GIVEN REQUEST: Reproduce the lines from the one containing "find the metal" through the end of the records, substituting "enclosing box" for every occurrence of "bounding box" and leaving all other text unchanged.

(Detection annotation records)
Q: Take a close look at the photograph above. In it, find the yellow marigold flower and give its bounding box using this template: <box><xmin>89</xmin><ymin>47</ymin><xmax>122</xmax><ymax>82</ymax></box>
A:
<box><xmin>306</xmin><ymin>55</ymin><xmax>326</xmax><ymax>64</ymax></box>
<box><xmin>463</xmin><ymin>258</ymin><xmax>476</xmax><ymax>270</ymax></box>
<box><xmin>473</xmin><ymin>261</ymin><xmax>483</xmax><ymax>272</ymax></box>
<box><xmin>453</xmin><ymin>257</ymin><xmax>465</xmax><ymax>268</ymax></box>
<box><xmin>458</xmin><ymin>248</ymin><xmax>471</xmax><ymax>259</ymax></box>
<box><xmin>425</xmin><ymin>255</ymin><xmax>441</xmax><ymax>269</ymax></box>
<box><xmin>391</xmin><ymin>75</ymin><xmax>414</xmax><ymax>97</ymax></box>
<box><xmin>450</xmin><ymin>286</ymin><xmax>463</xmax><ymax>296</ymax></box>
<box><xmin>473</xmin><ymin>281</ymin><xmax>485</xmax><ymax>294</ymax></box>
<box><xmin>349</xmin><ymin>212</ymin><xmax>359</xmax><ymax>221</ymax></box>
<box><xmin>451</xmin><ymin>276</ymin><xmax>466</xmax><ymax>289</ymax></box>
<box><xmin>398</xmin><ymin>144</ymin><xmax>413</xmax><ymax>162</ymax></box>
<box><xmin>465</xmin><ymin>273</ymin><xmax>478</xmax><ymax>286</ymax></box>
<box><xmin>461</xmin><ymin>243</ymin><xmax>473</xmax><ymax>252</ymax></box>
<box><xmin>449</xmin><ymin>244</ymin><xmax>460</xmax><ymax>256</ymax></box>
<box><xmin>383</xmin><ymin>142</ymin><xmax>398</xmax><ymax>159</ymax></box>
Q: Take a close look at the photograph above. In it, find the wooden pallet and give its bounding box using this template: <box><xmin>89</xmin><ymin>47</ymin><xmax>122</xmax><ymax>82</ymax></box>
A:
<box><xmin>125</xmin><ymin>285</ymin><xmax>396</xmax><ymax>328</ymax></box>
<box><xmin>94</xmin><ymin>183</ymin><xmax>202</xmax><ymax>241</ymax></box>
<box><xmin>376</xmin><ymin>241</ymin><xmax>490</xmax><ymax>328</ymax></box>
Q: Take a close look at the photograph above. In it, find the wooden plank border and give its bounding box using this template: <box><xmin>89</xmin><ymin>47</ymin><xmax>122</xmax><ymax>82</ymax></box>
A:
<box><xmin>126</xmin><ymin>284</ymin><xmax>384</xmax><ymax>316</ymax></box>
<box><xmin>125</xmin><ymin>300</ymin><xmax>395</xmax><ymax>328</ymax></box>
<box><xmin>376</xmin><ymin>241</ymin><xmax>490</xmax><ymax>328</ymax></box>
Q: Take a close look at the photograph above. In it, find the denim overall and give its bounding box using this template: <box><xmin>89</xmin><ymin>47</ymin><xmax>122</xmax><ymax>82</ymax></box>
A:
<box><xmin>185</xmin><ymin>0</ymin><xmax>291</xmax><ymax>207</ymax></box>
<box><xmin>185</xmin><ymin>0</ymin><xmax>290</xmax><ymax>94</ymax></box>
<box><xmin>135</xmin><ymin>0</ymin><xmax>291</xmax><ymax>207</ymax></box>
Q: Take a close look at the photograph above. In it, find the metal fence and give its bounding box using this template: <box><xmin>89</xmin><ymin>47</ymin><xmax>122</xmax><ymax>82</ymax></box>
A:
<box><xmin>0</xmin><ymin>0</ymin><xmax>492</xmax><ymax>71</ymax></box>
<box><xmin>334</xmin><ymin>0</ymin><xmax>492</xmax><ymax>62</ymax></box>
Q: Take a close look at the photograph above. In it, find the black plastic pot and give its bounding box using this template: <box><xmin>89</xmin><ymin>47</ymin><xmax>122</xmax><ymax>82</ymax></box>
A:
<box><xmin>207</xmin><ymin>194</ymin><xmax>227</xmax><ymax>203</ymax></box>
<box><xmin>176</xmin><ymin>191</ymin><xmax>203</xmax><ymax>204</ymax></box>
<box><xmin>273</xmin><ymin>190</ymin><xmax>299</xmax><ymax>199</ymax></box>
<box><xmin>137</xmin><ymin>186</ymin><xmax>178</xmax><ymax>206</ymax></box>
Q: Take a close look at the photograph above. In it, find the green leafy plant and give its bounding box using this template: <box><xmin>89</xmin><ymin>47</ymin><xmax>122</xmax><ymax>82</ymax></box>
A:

THE RESPONSE:
Q: Take a close look at the photograph above. In it, find the metal fence and give its enclosing box using this template: <box><xmin>89</xmin><ymin>47</ymin><xmax>122</xmax><ymax>82</ymax></box>
A:
<box><xmin>0</xmin><ymin>0</ymin><xmax>492</xmax><ymax>71</ymax></box>
<box><xmin>334</xmin><ymin>0</ymin><xmax>492</xmax><ymax>62</ymax></box>
Q: Take a close look at the photograph above. In it, find the black plastic pot and give its enclosing box using this template: <box><xmin>89</xmin><ymin>47</ymin><xmax>122</xmax><ymax>82</ymax></box>
A:
<box><xmin>207</xmin><ymin>194</ymin><xmax>227</xmax><ymax>203</ymax></box>
<box><xmin>176</xmin><ymin>191</ymin><xmax>203</xmax><ymax>204</ymax></box>
<box><xmin>273</xmin><ymin>190</ymin><xmax>299</xmax><ymax>199</ymax></box>
<box><xmin>137</xmin><ymin>186</ymin><xmax>178</xmax><ymax>206</ymax></box>
Q: Take a close look at the photograph above. In it, find the green leafy plant and give its enclosing box using this template: <box><xmin>89</xmin><ymin>47</ymin><xmax>122</xmax><ymax>82</ymax></box>
A:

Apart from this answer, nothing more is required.